> TASK REQUIREMENTS:
Identify each line in the listing that includes the word "clicks", and copy those lines.

[Stored data]
★ ★ ★
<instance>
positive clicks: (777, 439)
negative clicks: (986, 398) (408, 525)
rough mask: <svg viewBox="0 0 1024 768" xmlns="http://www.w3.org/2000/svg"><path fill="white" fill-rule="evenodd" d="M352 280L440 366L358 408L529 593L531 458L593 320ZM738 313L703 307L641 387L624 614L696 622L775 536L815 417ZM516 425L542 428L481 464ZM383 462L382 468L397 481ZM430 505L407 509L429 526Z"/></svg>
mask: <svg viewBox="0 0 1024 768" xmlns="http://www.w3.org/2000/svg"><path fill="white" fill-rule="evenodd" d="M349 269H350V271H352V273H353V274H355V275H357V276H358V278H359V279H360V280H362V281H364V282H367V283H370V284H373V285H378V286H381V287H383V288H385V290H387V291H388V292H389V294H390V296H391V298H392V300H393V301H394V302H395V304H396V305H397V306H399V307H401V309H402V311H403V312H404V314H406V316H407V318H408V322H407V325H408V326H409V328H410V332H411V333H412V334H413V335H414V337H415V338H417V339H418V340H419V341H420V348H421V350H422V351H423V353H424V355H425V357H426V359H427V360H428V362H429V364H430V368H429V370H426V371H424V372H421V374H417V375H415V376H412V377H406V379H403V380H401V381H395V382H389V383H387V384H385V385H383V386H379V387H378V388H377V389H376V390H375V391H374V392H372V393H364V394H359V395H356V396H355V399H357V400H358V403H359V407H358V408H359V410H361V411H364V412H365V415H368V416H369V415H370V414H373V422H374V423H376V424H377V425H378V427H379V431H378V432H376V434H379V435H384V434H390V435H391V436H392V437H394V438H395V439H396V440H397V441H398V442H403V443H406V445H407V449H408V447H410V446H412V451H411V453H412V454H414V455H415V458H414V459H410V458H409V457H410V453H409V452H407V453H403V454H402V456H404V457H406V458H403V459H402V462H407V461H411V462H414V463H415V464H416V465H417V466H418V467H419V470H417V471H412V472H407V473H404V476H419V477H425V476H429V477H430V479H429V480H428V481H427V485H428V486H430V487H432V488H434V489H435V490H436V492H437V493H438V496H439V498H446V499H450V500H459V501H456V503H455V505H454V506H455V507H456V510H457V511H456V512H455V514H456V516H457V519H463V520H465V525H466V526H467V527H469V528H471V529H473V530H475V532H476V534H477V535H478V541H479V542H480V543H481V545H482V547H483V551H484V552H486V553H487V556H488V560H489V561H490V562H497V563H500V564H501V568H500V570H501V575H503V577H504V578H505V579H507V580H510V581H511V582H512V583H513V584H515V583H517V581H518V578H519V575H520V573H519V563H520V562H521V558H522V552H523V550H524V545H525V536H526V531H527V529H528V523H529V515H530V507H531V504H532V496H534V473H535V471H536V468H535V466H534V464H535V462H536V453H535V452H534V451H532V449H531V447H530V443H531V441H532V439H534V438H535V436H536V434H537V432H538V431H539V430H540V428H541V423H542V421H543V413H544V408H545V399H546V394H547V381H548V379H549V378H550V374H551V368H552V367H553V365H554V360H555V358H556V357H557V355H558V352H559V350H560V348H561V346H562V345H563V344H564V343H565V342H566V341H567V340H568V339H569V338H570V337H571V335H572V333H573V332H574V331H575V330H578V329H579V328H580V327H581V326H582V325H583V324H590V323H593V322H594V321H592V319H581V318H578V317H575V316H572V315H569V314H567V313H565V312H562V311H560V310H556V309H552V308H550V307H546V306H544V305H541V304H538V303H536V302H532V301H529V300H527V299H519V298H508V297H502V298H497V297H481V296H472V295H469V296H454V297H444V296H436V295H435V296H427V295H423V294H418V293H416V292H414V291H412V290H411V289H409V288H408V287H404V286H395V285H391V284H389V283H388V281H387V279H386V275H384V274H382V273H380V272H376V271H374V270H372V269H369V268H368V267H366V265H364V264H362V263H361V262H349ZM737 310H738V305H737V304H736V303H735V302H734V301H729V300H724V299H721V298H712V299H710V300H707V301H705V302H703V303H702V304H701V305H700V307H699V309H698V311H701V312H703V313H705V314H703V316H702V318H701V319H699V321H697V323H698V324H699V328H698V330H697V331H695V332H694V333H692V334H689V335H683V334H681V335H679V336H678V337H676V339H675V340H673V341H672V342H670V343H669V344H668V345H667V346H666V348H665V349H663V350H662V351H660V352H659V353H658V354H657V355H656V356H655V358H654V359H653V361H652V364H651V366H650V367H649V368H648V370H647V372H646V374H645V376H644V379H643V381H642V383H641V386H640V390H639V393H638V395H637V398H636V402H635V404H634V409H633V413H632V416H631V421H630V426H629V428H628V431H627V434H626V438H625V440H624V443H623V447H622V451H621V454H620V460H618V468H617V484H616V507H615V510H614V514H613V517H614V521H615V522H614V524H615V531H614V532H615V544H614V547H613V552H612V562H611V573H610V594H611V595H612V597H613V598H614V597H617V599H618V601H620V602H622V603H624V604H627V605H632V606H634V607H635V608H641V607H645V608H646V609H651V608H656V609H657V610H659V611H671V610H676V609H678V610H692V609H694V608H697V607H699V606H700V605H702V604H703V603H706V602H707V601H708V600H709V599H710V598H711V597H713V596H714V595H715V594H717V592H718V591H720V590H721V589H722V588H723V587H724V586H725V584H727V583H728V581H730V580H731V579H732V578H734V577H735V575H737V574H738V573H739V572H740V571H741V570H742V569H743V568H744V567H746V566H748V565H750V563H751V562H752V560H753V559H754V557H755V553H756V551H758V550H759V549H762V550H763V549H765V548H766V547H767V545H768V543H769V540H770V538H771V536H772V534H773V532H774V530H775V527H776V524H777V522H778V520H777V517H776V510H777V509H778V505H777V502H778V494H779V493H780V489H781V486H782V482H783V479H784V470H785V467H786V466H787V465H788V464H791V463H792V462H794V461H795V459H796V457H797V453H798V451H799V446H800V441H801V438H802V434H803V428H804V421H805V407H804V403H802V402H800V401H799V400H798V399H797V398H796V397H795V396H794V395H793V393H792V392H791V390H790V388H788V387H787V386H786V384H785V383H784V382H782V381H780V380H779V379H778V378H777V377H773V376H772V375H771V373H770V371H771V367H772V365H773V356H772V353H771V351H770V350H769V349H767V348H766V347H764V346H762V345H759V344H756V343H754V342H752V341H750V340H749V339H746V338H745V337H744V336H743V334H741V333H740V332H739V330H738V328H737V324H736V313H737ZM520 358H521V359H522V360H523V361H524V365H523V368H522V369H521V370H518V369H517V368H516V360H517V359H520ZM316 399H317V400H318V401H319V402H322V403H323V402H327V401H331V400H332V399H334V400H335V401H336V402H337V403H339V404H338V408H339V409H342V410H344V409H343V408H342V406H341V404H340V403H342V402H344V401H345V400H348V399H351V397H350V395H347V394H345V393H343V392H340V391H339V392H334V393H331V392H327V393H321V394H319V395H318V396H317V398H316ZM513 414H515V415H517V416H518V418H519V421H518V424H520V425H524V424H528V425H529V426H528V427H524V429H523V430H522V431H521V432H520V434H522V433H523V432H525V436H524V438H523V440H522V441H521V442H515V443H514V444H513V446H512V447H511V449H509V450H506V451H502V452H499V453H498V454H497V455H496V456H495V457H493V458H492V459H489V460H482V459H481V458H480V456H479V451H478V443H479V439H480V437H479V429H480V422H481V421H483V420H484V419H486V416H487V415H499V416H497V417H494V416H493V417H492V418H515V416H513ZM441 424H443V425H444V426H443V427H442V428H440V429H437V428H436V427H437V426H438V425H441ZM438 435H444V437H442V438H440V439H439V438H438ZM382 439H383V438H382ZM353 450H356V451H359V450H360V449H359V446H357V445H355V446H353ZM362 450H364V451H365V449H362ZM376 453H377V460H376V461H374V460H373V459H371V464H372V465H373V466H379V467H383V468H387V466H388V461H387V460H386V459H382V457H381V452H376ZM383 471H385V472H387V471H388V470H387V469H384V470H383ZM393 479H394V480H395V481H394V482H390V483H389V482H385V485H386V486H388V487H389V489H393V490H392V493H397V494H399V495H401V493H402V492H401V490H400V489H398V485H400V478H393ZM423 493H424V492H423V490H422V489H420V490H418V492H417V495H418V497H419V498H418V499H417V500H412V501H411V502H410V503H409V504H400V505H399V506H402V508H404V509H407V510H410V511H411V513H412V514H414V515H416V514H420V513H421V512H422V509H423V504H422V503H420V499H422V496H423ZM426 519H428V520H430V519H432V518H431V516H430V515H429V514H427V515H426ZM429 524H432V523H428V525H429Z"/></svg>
★ ★ ★
> RESULT OF THIS EXERCISE:
positive clicks: (777, 439)
negative clicks: (986, 398) (408, 525)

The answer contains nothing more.